Reproduce word for word the lines of the records below, from the line containing "label the fence" through the line containing "(1067, 596)", including both of those lines.
::::::::
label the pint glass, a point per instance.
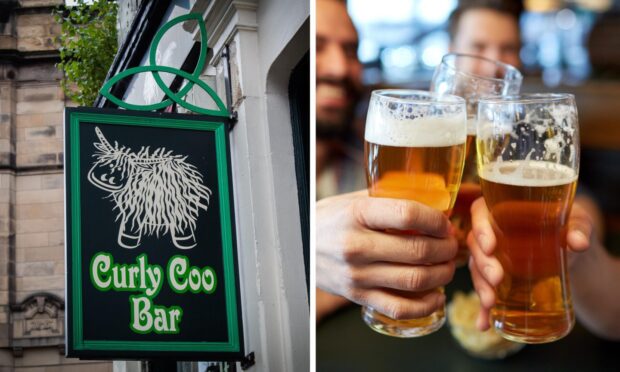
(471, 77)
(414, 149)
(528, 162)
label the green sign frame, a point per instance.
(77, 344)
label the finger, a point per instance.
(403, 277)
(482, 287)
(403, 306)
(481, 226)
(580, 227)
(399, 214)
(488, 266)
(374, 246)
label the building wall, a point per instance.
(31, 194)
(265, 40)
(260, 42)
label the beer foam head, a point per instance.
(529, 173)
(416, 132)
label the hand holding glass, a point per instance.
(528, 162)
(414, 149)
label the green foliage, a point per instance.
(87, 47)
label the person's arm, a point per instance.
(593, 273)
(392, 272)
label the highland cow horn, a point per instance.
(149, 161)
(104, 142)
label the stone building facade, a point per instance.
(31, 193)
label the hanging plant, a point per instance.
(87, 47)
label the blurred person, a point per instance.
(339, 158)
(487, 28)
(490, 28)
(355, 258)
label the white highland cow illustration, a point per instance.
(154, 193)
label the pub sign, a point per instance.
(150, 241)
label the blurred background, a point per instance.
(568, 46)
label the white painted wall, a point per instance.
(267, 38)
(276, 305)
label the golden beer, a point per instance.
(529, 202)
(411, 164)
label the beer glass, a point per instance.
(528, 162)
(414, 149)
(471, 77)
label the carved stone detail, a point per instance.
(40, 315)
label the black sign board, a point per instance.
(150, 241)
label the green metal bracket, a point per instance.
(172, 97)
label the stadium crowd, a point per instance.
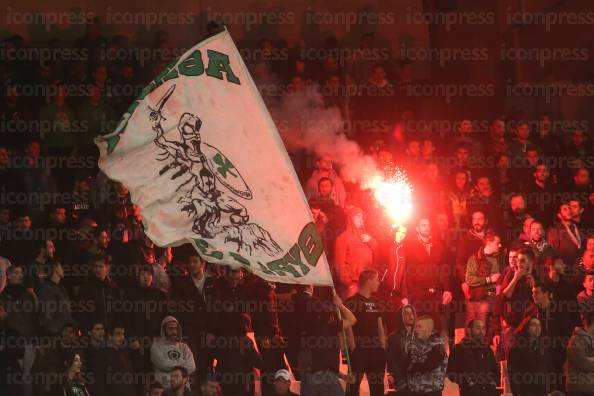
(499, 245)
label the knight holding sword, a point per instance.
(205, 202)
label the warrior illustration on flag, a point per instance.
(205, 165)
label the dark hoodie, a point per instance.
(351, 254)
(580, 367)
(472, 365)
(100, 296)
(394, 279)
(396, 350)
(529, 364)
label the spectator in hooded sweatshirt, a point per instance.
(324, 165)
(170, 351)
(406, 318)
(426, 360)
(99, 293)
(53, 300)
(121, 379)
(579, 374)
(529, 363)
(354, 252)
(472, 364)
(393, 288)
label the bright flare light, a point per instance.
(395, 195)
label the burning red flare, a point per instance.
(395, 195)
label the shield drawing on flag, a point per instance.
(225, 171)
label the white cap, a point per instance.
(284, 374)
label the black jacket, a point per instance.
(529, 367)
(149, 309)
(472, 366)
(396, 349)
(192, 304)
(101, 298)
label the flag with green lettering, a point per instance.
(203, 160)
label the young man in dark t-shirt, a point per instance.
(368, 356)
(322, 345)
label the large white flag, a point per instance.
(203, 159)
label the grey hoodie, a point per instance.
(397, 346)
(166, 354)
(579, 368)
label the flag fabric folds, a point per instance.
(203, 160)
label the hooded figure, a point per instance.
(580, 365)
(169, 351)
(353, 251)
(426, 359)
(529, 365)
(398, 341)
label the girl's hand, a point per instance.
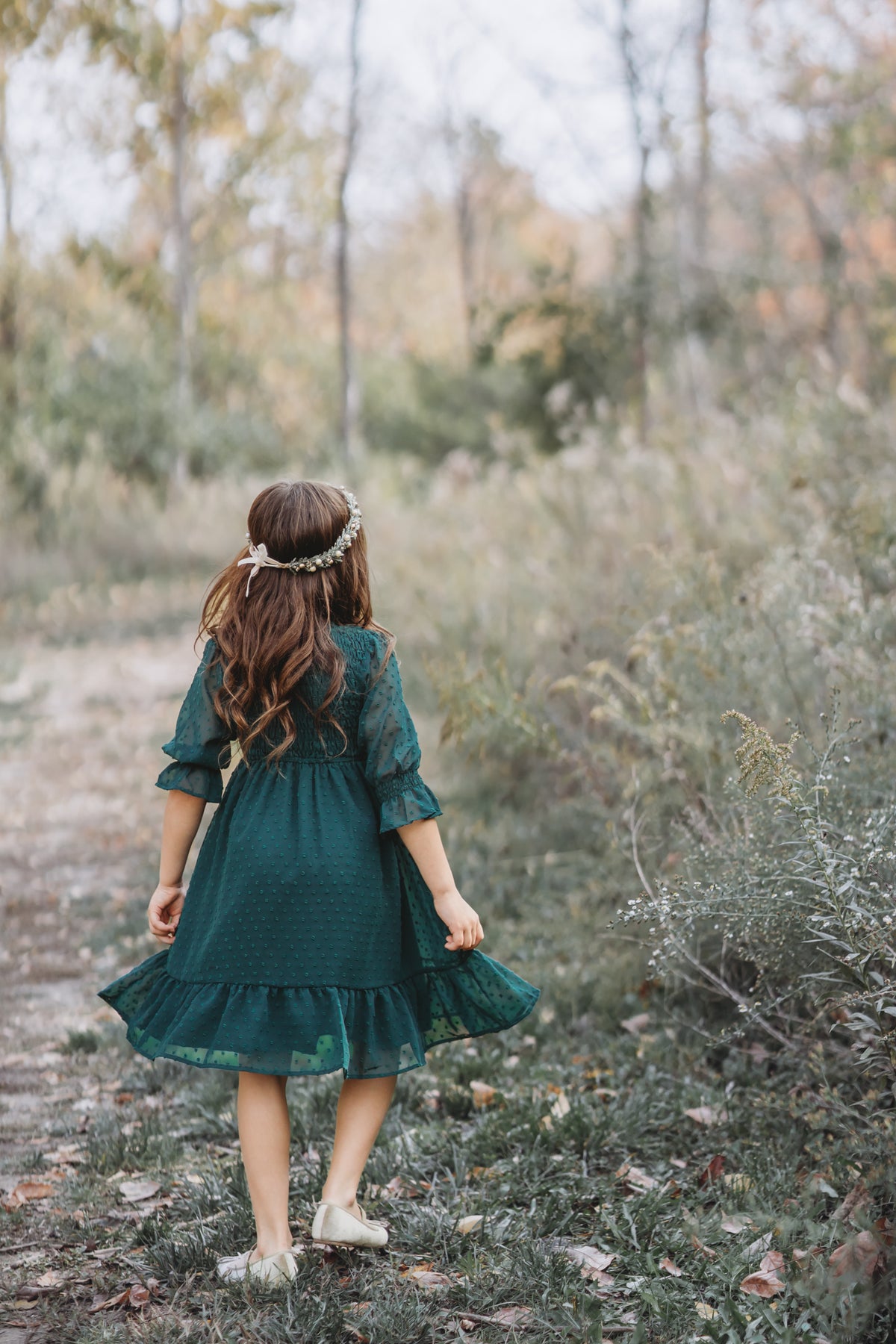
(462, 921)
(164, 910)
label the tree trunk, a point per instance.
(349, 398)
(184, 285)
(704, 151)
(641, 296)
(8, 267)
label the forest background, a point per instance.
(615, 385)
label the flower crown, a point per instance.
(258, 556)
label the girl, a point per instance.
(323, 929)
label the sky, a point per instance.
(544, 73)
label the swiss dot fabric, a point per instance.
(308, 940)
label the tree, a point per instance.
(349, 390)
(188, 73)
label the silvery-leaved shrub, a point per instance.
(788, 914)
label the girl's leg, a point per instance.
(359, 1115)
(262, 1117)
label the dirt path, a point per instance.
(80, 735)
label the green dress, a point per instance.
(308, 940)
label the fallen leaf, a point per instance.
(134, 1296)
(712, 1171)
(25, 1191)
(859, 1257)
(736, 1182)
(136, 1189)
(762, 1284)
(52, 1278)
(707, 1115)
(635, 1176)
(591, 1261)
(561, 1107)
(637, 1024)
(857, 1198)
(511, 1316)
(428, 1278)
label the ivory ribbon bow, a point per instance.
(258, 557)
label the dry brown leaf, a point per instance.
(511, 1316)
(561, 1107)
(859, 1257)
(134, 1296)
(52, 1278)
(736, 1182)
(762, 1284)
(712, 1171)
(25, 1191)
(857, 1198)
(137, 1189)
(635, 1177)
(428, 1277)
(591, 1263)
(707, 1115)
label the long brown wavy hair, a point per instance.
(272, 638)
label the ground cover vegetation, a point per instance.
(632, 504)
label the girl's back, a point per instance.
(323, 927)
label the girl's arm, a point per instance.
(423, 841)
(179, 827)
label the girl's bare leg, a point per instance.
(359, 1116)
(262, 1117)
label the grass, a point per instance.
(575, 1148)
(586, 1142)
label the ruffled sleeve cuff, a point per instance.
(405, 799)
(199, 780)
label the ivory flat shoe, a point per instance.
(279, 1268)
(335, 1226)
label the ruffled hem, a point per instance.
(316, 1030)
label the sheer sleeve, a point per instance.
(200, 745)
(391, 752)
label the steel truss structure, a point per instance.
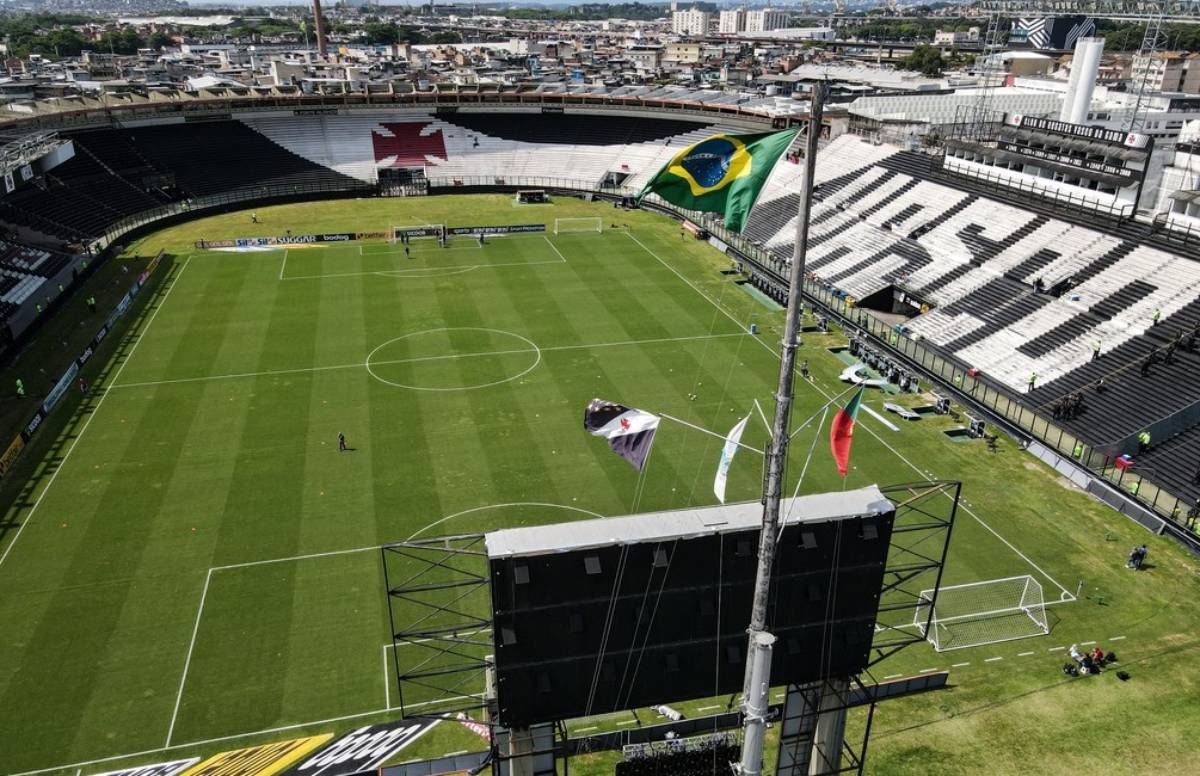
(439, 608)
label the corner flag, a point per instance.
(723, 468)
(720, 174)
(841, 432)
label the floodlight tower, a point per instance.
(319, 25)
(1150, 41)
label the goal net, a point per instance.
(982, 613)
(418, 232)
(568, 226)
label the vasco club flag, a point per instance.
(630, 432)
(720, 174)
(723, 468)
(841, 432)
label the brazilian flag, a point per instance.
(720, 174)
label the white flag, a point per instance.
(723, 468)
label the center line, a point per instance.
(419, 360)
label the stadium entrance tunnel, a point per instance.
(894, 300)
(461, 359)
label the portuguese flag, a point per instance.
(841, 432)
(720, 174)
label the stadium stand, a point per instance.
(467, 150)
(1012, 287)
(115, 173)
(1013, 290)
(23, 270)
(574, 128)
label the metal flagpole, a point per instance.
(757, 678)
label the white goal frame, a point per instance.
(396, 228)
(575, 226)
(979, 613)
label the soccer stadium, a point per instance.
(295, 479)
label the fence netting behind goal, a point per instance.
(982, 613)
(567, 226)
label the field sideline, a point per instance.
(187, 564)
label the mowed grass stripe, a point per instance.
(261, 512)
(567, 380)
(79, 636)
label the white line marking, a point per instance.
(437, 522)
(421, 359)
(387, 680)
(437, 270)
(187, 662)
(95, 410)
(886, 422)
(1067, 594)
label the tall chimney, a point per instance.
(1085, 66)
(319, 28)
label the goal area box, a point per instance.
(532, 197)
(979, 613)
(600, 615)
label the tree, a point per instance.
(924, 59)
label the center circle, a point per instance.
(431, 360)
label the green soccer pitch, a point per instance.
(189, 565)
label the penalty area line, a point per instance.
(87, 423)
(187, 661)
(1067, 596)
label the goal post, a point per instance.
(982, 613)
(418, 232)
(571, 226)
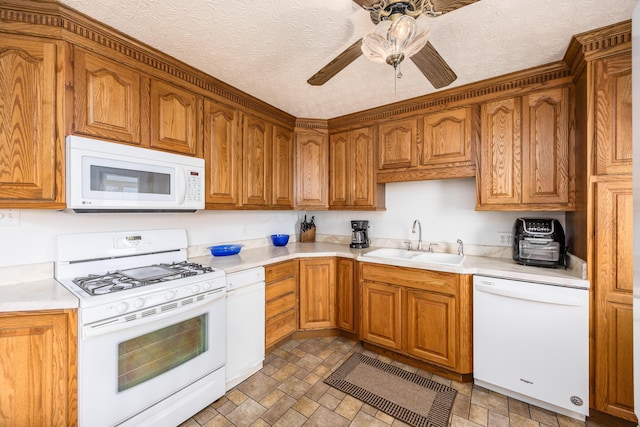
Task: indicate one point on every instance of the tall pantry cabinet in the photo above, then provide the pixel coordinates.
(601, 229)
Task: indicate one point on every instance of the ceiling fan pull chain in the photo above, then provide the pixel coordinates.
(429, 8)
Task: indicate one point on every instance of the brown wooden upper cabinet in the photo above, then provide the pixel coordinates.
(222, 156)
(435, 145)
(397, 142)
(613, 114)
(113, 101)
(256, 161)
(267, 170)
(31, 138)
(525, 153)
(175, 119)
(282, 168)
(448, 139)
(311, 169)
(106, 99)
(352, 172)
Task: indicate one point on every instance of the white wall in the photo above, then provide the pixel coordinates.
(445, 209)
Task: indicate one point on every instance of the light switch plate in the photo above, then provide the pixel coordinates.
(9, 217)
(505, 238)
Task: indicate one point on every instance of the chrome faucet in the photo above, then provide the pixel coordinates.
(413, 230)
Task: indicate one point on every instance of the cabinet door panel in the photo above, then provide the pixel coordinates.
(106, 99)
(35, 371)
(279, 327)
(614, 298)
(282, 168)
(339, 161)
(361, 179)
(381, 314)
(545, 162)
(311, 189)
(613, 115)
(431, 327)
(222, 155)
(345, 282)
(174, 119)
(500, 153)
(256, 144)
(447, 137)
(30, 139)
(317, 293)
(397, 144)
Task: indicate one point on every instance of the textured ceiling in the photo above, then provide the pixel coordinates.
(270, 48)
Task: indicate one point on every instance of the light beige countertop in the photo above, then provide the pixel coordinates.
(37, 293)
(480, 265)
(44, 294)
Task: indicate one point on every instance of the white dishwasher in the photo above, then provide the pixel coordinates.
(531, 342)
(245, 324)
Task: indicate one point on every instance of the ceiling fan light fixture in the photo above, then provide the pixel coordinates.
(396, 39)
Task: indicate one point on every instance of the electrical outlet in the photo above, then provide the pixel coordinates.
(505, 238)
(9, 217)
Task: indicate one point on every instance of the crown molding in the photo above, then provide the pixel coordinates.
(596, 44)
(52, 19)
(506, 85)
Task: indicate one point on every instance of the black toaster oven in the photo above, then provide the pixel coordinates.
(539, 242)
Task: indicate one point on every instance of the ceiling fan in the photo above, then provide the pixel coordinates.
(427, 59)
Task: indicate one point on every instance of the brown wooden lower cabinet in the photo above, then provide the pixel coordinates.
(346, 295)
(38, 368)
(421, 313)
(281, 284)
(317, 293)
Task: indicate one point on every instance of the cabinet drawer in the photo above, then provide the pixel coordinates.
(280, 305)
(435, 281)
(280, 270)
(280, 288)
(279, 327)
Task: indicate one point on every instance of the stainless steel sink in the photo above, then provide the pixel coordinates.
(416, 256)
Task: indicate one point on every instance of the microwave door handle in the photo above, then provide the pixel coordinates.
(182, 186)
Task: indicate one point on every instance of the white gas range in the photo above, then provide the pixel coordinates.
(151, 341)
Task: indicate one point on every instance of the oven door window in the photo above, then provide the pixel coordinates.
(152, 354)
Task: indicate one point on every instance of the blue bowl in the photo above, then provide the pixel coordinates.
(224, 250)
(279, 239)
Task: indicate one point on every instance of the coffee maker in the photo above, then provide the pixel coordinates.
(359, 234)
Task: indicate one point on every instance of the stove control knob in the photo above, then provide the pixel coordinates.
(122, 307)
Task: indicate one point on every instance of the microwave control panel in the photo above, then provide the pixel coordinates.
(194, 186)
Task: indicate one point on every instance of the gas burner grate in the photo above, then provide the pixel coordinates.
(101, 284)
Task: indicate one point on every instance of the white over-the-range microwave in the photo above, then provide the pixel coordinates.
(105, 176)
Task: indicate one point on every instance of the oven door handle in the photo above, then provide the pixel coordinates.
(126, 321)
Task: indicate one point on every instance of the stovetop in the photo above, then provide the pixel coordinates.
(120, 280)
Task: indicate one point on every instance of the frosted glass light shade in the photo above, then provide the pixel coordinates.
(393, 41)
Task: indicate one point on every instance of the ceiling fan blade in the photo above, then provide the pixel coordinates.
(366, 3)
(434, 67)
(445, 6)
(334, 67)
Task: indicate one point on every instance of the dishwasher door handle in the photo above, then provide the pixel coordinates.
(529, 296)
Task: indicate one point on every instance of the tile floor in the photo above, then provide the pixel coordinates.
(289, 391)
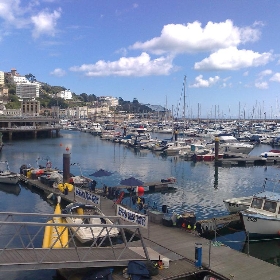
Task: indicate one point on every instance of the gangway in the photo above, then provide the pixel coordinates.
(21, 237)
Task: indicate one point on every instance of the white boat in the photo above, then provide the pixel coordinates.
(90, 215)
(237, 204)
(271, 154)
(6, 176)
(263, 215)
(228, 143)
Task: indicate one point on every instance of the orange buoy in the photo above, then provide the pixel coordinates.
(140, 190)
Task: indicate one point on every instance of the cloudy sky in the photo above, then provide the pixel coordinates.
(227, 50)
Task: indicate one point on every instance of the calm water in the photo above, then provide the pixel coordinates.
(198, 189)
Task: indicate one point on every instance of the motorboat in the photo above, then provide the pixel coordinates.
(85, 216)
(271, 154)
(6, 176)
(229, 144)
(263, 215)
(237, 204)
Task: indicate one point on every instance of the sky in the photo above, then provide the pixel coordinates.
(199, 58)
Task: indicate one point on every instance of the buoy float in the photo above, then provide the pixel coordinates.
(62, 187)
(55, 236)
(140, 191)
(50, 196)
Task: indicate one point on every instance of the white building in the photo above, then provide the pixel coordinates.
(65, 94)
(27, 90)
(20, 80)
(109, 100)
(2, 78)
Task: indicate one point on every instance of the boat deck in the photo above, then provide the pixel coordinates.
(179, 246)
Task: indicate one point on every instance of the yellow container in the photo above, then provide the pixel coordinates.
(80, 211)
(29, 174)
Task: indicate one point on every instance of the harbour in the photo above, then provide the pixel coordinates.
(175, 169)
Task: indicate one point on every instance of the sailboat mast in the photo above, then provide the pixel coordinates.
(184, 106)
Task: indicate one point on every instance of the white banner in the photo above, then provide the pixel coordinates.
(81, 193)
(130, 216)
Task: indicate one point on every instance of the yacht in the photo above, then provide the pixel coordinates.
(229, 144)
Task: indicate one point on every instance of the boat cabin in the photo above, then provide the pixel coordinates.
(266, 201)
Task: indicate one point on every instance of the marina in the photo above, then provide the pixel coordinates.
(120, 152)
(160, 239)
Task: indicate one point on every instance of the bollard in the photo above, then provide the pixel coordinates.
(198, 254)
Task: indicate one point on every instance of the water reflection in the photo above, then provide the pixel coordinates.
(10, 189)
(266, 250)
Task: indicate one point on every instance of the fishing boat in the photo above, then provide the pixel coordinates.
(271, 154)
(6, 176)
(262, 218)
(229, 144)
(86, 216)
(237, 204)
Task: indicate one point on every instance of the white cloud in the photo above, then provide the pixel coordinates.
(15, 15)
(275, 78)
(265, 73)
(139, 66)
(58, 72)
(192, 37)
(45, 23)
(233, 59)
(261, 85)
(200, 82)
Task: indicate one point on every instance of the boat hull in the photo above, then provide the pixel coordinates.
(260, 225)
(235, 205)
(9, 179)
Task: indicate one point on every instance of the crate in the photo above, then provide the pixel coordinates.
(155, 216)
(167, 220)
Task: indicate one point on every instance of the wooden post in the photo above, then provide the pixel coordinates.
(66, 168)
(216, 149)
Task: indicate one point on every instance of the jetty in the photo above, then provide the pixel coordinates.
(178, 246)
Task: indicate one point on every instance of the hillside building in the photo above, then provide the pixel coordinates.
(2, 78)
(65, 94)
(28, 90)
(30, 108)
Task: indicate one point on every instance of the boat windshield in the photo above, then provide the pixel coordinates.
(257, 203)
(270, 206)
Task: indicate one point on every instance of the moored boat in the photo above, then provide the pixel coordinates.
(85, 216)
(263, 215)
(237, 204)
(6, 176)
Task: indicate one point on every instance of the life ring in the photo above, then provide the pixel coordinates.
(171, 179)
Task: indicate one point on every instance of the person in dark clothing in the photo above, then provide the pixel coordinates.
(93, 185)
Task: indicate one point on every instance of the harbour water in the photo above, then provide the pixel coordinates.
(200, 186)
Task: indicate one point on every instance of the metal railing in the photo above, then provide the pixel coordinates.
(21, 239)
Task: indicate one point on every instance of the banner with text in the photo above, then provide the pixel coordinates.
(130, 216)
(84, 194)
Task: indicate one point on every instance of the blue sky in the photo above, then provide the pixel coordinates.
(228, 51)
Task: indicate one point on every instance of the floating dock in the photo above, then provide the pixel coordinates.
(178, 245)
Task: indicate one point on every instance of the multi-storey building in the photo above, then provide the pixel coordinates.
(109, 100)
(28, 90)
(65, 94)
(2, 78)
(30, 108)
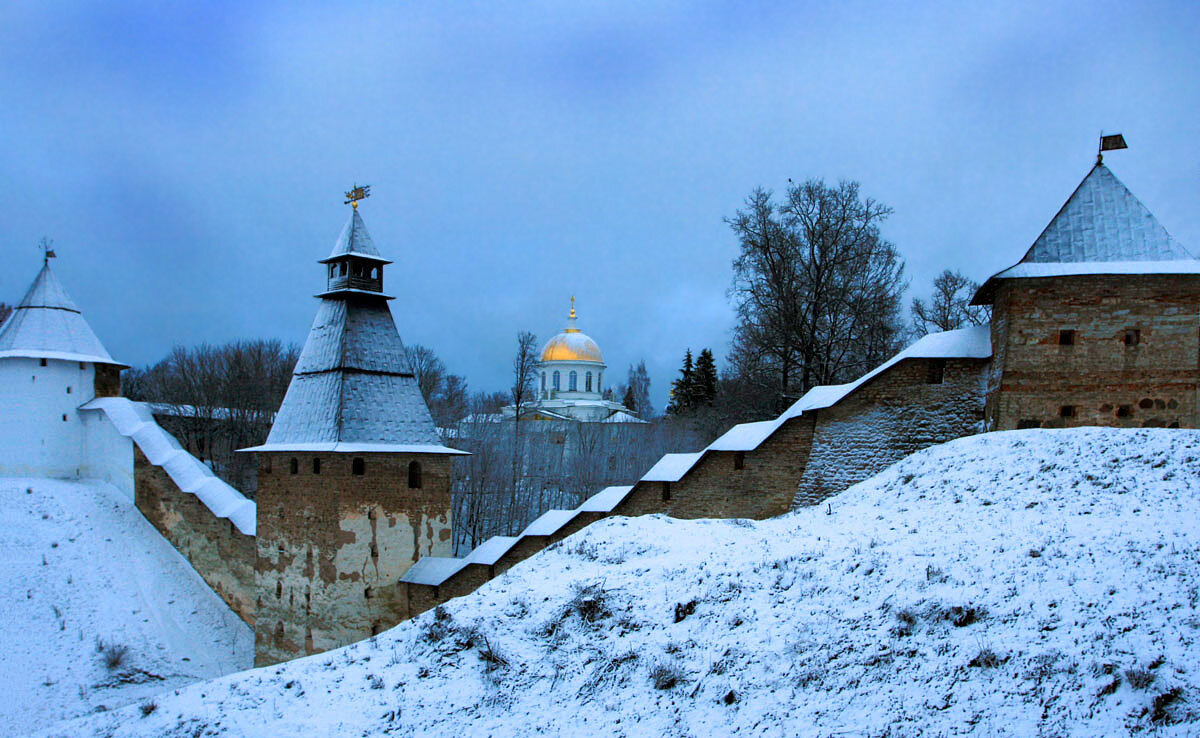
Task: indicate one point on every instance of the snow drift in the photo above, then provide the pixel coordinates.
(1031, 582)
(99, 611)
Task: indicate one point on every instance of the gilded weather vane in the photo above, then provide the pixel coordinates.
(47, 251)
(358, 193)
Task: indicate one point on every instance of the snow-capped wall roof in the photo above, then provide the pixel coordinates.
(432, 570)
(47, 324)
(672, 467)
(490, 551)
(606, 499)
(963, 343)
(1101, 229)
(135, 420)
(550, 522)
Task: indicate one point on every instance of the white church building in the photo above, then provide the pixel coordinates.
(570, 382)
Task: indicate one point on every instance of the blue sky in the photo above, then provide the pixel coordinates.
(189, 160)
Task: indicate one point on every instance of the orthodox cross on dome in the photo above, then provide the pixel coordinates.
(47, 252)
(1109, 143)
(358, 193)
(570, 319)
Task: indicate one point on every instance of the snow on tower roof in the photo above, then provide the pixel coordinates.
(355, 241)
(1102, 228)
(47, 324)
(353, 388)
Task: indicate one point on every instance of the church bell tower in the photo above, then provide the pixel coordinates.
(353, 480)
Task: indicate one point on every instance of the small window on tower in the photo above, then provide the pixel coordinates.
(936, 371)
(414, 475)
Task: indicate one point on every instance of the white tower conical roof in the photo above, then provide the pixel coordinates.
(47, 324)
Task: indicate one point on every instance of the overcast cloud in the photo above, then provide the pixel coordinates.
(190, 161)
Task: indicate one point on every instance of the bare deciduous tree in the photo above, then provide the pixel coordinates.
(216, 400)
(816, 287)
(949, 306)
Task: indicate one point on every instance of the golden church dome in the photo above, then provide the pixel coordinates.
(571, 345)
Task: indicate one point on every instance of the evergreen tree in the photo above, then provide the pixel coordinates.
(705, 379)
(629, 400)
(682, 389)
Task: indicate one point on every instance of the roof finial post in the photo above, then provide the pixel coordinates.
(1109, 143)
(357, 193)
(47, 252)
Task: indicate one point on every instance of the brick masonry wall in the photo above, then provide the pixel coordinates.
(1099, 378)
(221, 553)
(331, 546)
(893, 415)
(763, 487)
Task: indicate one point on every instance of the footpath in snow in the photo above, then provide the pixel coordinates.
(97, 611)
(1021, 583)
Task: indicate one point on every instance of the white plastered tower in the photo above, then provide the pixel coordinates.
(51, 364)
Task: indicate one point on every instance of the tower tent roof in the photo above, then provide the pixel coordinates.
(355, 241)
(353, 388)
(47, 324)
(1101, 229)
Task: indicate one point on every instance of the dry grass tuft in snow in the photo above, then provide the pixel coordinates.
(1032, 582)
::::::::
Answer for this exercise:
label the fence netting behind goal, a point per instance.
(982, 613)
(567, 226)
label the field sideline, a point per instance.
(187, 564)
label the mowed grass stripe, a point per instance.
(261, 512)
(567, 380)
(79, 636)
label the white line marking, a point per instance.
(437, 522)
(421, 359)
(387, 680)
(437, 270)
(187, 662)
(95, 410)
(886, 422)
(1067, 594)
label the tall chimney, a point per instance.
(1085, 66)
(319, 28)
label the goal area box, a point per instance.
(532, 197)
(979, 613)
(600, 615)
label the tree, a point per instance.
(924, 59)
label the center circle, a point per instance.
(431, 360)
label the green soccer pitch, a point per instance.
(189, 565)
label the penalty area line, a point per instance.
(87, 423)
(187, 661)
(1067, 596)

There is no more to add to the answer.